• TO DO
Format every line of the entries below as a Markdown table with two columns, Row and Line, where Row gives the line's number and Line gives the line itself. Omit blank lines and leave the pictures out of the table.

--*--

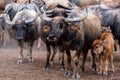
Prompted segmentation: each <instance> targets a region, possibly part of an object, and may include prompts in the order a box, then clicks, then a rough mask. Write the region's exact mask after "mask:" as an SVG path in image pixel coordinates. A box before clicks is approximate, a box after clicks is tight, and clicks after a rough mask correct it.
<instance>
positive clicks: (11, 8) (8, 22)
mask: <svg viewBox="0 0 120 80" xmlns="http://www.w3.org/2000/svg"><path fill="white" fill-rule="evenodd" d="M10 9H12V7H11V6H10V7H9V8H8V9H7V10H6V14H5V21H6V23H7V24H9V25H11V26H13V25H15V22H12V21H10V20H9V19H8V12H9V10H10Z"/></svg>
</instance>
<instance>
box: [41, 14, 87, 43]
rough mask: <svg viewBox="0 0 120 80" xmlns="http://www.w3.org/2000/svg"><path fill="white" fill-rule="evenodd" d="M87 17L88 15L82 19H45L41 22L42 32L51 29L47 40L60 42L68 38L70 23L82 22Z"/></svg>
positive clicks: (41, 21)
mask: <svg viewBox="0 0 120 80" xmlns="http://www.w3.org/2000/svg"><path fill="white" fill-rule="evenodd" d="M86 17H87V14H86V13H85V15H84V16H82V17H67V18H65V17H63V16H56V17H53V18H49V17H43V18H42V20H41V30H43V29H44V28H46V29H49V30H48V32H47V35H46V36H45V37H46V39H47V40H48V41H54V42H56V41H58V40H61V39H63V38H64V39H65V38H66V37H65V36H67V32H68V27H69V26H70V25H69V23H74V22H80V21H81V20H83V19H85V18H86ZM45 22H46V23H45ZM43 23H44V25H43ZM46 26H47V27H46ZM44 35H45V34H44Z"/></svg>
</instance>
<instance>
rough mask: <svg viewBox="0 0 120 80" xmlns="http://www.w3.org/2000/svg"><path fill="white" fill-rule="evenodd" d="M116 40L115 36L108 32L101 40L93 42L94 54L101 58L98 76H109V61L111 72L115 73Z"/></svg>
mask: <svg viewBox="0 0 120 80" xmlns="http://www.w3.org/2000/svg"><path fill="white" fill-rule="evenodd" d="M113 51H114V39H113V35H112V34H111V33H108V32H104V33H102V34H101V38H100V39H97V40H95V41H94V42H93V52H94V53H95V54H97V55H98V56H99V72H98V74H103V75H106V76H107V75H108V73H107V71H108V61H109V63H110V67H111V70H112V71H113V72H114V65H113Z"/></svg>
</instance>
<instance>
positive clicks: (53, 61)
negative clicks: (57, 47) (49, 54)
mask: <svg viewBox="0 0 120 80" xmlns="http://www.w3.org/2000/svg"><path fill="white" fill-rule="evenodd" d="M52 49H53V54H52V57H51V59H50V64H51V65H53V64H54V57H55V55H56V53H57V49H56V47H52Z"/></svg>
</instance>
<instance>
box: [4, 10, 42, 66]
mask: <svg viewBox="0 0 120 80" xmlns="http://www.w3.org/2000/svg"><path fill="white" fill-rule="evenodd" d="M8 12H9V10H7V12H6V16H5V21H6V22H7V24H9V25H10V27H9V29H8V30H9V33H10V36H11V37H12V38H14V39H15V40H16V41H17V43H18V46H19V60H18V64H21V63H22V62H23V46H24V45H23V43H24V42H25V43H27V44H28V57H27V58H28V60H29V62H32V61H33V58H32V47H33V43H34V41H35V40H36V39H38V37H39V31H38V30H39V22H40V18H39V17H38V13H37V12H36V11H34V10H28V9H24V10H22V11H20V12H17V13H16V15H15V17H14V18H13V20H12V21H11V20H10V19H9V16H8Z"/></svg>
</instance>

--*--

• WRITTEN ANSWER
| Row | Line |
|---|---|
| 1 | Prompted segmentation: each <instance> targets a region, possibly part of an object, and may include prompts in the order a box, then clicks, then a rough mask. Write the region's exact mask after "mask:" as an SVG path in image pixel coordinates. A box before clicks is approximate, a box after clicks is tight, and clicks after a rough mask correct it. |
| 2 | <instance> |
| 3 | positive clicks: (11, 8) (8, 22) |
| 4 | mask: <svg viewBox="0 0 120 80" xmlns="http://www.w3.org/2000/svg"><path fill="white" fill-rule="evenodd" d="M10 9H12V7H11V6H10V7H9V8H8V9H7V10H6V14H5V21H6V23H7V24H9V25H11V26H13V25H15V22H12V21H10V20H9V19H8V12H9V10H10Z"/></svg> |
| 5 | </instance> |
| 6 | <instance> |
| 7 | box: [41, 14, 87, 43] |
| 8 | rough mask: <svg viewBox="0 0 120 80" xmlns="http://www.w3.org/2000/svg"><path fill="white" fill-rule="evenodd" d="M87 17L88 15L82 19H45L41 22L42 32L51 29L47 40L60 42L68 38L70 23L82 22Z"/></svg> |
| 9 | positive clicks: (41, 21) |
| 10 | mask: <svg viewBox="0 0 120 80" xmlns="http://www.w3.org/2000/svg"><path fill="white" fill-rule="evenodd" d="M86 17H87V14H86V13H85V15H84V16H82V17H67V18H65V17H63V16H56V17H53V18H49V17H43V18H42V20H41V30H43V29H44V28H46V29H49V30H48V32H47V35H46V36H45V37H46V39H47V40H48V41H54V42H56V41H58V40H61V39H63V38H64V39H65V38H66V37H65V36H67V32H68V27H69V26H70V25H69V23H74V22H80V21H81V20H83V19H85V18H86ZM45 22H46V23H45ZM43 23H44V25H43ZM46 26H47V27H46ZM44 35H45V34H44Z"/></svg> |
| 11 | </instance> |
| 12 | <instance> |
| 13 | rough mask: <svg viewBox="0 0 120 80" xmlns="http://www.w3.org/2000/svg"><path fill="white" fill-rule="evenodd" d="M116 40L115 36L108 32L101 40L93 42L94 54L101 58L98 76H109V61L111 72L115 73Z"/></svg> |
| 14 | mask: <svg viewBox="0 0 120 80" xmlns="http://www.w3.org/2000/svg"><path fill="white" fill-rule="evenodd" d="M113 51H114V39H113V35H112V34H111V33H108V32H104V33H102V34H101V38H100V39H97V40H95V41H94V42H93V52H94V53H95V54H97V55H98V56H99V72H98V74H103V75H106V76H107V75H108V73H107V71H108V61H109V63H110V67H111V70H112V71H113V72H114V65H113Z"/></svg> |
| 15 | </instance> |
| 16 | <instance> |
| 17 | positive clicks: (53, 61) |
| 18 | negative clicks: (57, 47) (49, 54) |
| 19 | mask: <svg viewBox="0 0 120 80" xmlns="http://www.w3.org/2000/svg"><path fill="white" fill-rule="evenodd" d="M52 49H53V54H52V57H51V59H50V64H51V65H53V64H54V57H55V55H56V53H57V49H56V47H52Z"/></svg> |
| 20 | </instance> |
| 21 | <instance> |
| 22 | box: [4, 10, 42, 66] |
| 23 | mask: <svg viewBox="0 0 120 80" xmlns="http://www.w3.org/2000/svg"><path fill="white" fill-rule="evenodd" d="M8 12H9V10H7V12H6V16H5V21H6V22H7V24H9V25H10V27H9V29H8V30H9V33H10V36H11V37H12V38H14V39H15V40H16V41H17V43H18V46H19V60H18V64H21V63H22V62H23V46H24V45H23V43H24V42H25V43H27V44H28V57H27V58H28V60H29V62H32V61H33V58H32V47H33V43H34V41H35V40H36V39H38V37H39V31H38V30H39V22H40V18H39V17H38V13H37V12H36V11H34V10H28V9H24V10H22V11H20V12H17V13H16V15H15V17H14V18H13V20H12V21H11V20H10V19H9V16H8Z"/></svg> |
| 24 | </instance> |